- _TEXT PROVIDED_

>>>>>

Silent Nights on the Gulf Coast

The media has lost interest in the victims of Katrina, who are living in small tents four months after the devastation caused by this hurricane. Young and old, rich and poor, black and white, all live in unimaginable squalor in the so-called richest country on earth, the U.S. of A. Thousands still live in tents, as there is a huge backlog for trailers promised by the government, and at least 10,000 more are needed. Progress is maddeningly slow, with most of the aid being provided by American and Canadian relief agencies.

Magna Corporation built a small village of houses, using the local people to help build them. I heard no mention anywhere in the U.S. mainstream media about this.

The tragedy of Katrina will worsen if the Gulf Coast is forgotten. People can not survive in tents. And FEMA trailers are not meant to be longtime homes, yet even for these there is a long waiting list.

<<<<<

Dataset records:
>>>>>

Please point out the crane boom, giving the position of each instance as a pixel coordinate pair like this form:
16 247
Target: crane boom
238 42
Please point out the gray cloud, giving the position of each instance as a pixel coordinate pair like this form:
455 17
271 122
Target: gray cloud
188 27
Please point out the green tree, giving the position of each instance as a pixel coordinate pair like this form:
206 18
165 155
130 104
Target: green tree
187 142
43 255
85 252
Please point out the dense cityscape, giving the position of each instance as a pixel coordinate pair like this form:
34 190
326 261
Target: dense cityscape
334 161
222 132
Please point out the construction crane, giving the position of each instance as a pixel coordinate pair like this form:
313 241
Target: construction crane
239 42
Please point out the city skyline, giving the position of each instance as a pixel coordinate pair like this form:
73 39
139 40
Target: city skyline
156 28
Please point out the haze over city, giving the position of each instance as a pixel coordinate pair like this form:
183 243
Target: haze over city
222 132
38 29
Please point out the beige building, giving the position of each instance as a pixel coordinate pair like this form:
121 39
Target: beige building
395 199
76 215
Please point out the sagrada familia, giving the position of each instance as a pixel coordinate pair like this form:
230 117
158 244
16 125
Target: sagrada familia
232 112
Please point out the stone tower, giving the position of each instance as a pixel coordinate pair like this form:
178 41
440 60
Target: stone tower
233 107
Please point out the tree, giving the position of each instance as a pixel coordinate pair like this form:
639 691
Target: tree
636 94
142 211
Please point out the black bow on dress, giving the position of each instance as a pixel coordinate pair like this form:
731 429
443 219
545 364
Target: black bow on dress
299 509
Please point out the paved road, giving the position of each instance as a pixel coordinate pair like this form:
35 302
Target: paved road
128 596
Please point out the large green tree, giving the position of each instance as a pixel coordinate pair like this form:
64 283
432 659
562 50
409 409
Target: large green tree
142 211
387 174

<<<<<
>>>>>

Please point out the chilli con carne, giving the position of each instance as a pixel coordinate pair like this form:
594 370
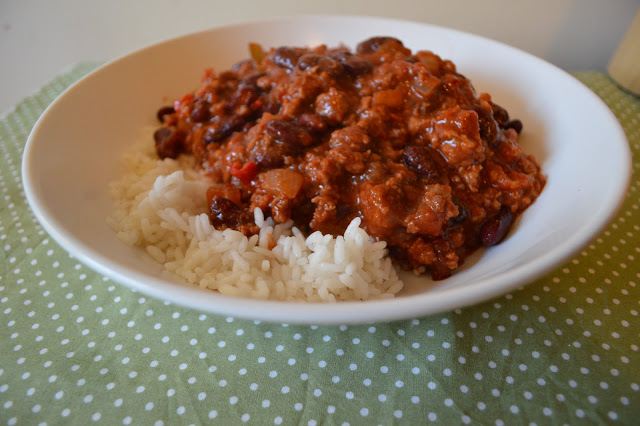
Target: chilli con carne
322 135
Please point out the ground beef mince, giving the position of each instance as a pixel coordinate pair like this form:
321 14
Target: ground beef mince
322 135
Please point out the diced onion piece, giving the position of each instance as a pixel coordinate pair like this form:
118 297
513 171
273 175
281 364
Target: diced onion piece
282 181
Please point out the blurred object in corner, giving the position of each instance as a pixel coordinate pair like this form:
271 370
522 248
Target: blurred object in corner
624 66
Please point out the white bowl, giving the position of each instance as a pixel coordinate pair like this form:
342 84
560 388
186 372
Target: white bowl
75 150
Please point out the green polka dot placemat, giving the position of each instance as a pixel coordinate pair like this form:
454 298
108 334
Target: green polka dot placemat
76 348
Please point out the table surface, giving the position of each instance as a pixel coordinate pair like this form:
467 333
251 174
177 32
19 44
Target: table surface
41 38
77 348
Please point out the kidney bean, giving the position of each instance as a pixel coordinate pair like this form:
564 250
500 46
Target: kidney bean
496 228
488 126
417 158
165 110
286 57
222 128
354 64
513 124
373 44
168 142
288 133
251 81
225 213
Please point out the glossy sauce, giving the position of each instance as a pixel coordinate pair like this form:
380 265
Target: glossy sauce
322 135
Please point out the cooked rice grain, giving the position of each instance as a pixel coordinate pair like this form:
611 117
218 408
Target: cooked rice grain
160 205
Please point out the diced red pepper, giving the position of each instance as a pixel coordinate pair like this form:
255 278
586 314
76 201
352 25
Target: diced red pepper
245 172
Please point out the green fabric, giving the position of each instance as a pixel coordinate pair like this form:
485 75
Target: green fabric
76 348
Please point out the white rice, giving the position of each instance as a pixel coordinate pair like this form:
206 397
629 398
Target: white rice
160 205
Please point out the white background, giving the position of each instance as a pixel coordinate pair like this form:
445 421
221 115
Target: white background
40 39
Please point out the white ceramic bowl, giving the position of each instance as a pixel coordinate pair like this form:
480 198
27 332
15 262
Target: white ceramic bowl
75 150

<<<<<

- _REQUIRED WORK_
Reproduce the Gulf Coast text word for word, from its title through its final sentence.

- _COMPLETED TASK_
Silent Nights on the Gulf Coast

The media has lost interest in the victims of Katrina, who are living in small tents four months after the devastation caused by this hurricane. Young and old, rich and poor, black and white, all live in unimaginable squalor in the so-called richest country on earth, the U.S. of A. Thousands still live in tents, as there is a huge backlog for trailers promised by the government, and at least 10,000 more are needed. Progress is maddeningly slow, with most of the aid being provided by American and Canadian relief agencies.

Magna Corporation built a small village of houses, using the local people to help build them. I heard no mention anywhere in the U.S. mainstream media about this.

The tragedy of Katrina will worsen if the Gulf Coast is forgotten. People can not survive in tents. And FEMA trailers are not meant to be longtime homes, yet even for these there is a long waiting list.